→ TEXTE DU DOCUMENT
======
L’éducation dans l’enfance de Muad’Dib, alors qu’il était encore Paul
Atrèides, durant ses quinze premières années sur Caladan fut, dans certaines
matières, très étendue alors que dans d’autres elle était limitée. Il n’eut pas
de compagnons de jeux, pour des raisons évidentes de sécurité, et il ne s’était
jamais senti à l’aise avec quelqu’un de son âge, sauf Chani. Il n’avait jamais
été en contact avec la société des péons de Caladan, les cultivateurs de riz
pundi, même s’il avait souvent exprimé de la curiosité pour leur coutumes et
s’il avait même apprit un peu sur leurs pratiques religieuses qui, à bien des
égards, étaient étonnamment semblables à celles des fremen d’Arrakis. Son père,
le Duc Rouge, Leto Atréides, n’était pas très croyant, il maintenait une
indifférence polie, inhérente à sa classe sociale. Sa mère, Dame Jessica, un
adepte Bene Gesserit, avait formé son fils dans le contrôle prana – la
musculature – et le bindu – les nerfs – lui avait enseigné la Litanie contre la peur et lui
avait sans doute transmis une partie de la sagesse incorporée dans le Livre d’Azhar. Cependant, son
intérêt pour le pouvoir avait une base imprécise, son ambition motrice (pour
peu qu’il l’ait comprise) et son sang-froid rigide avaient quelque peu inhibé
l’expression de l’amour maternelle. Deux de ses compagnons-professeurs, Gurney
Halleck et le docteur Wellington Yueh, baignèrent le jeune Paul dans le langage
et l’esprit de la BCO. Gurney
Halleck, un troubadour mais aussi un guerrier, avait toujours une citation prête
pour n’importe quelle occasion. La
réputation de traîtrise du docteur Yueh, dans l’histoire, ne devrait pas faire
oublier la valeur de son enseignement, ni sa gentillesse personnelle ; il
eut la plus douce influence sur son élève et une influence religieuse dans
l’ancien esprit ortho-catholique. C’est Yueh qui offrit à Paul son premier
cadeau, sa copie personnelle de la BCO,
une édition pour les voyageurs de l’espace, au moment où ils étaient sur le
point de quitter Caladan. Paul se souvint, plus tard, de « cette
exposition à la BCO, à un
moment critique ».
Qu’est-ce
qui, dans le don de ce livre imprimé sur filaments, fit entrevoir le but
terrible à Paul ? Il fut rapporté qu’il avait senti son importance presque
aussitôt. Un curieux incident se produisit alors que Yueh montrait à son élève
comment faire fonctionner le livre. Paul était censé lire la kalima 467, mais
l’ouvrage s’ouvrit sur le passage préféré de l’épouse Bene Gesserit de Yueh. Ce
texte (Le crâne noir, vis.99) laisse à penser que nous pouvons tous être sourds
et aveugles sur un autre monde qui nous entoure ; l’imagination de Paul a
pu avoir été réveillé alors, et plus tard avoir pensé qu’il pouvait être le
premier homme choisit pour traverser une perception plus large.
======
→ LIGNES DE DONNÉES
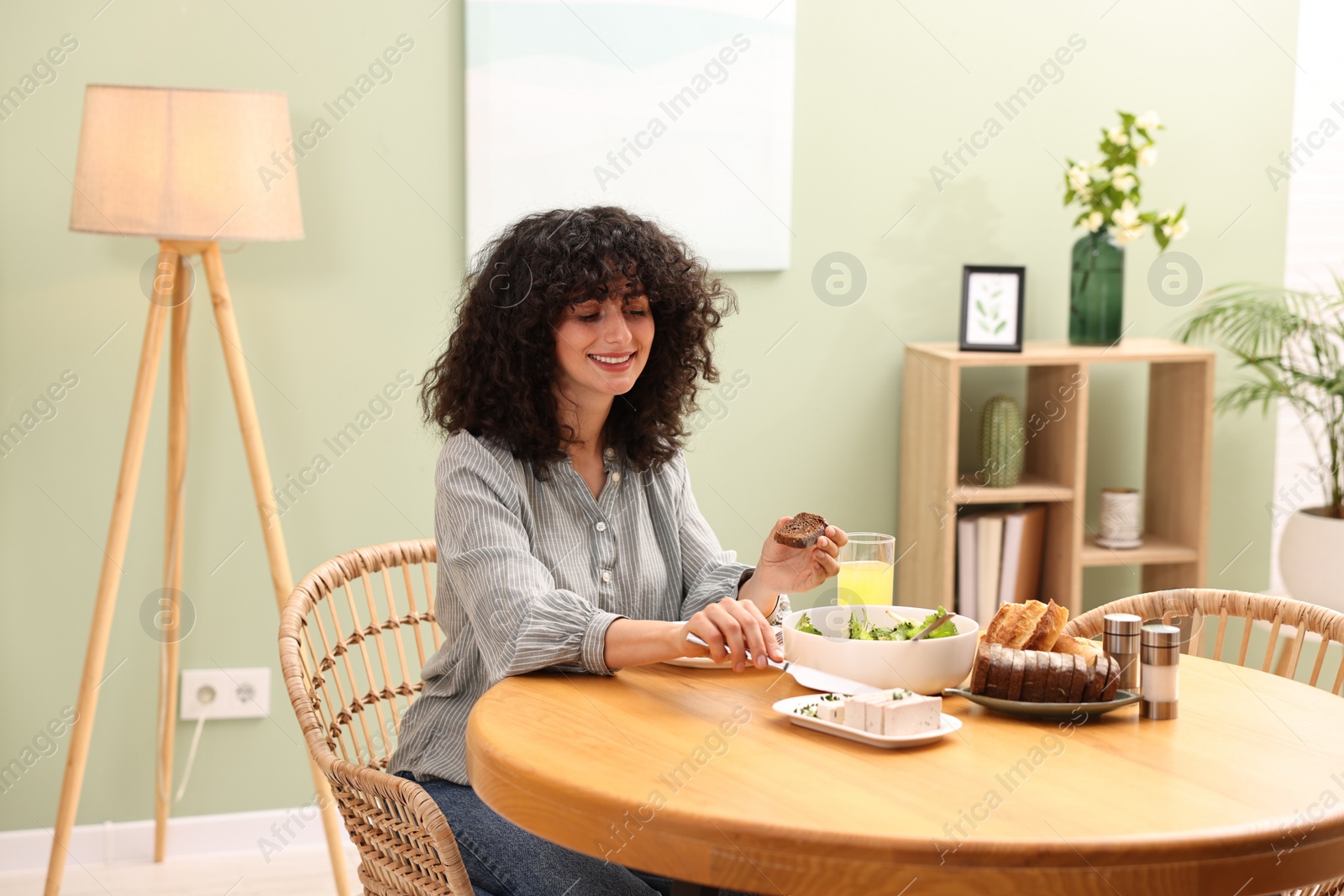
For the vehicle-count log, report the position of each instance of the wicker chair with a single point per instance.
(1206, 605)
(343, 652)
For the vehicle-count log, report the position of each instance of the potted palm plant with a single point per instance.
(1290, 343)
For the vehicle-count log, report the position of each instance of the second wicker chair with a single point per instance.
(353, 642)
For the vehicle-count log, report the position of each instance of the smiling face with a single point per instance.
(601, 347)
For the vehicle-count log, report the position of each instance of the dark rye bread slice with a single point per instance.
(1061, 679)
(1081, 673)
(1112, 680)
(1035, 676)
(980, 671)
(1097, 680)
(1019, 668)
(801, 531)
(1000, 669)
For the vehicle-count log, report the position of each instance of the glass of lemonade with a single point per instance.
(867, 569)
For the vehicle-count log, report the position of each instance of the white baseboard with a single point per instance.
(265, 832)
======
→ CONSIGNE 1
Condensez le paragraphe du texte sur l'éducation de Paul qui commence par « Qu'est-ce qui, dans le don de ce livre », sans perdre ses faits principaux.
→ CONSIGNE 2
Reprenez le texte sur l'éducation de Paul à la suite de sa dernière phrase.
Les lignes ne sont pas nécessaires.

→ RÉSULTAT FINAL 1
Paul aurait senti presque aussitôt l'importance de ce livre offert par Yueh. Pendant que Yueh lui montrait comment faire fonctionner le livre, un curieux incident se produisit. Paul devait lire la kalima 467, mais le livre s'ouvrit sur le passage préféré de l'épouse Bene Gesserit de Yueh. Ce texte (Le crâne noir, vis.99) laisse penser que nous pouvons tous être sourds et aveugles à un autre monde qui nous entoure. L'imagination de Paul a pu s'éveiller à ce moment-là. Plus tard, il a pu se croire le premier homme choisi pour traverser une perception plus large.

→ RÉSULTAT FINAL 2
Le
texte que Yueh lui avait demandé de lire, « De l’eau commence toute
vie », et cela refera surface plus tard. Deux choses peuvent être dites
ici concernant la « terrible mission » de Paul.
Tout
d’abord, et de toute évidence, il cita le texte lorsqu’après son duel avec
Jamis, il fut troublé d’accepter l’eau du cadavre du fremen ; Paul aurait
pu avoir l’intuition prémonitoire de ce moment. Deuxièmement, et plus
subtilement, peut être que le texte, dans son association des termes clés
« l’eau » et la « vie », avait pu, de façon subliminale,
suggérer que dans cette seule idée reposaient les moyens d’atteindre ce but.
Plus tard, il ne fut pas en mesure de résister à l’eau de vie (quoique dans un
contexte différent de celui du rite fremen, plus un symbole de la BCO).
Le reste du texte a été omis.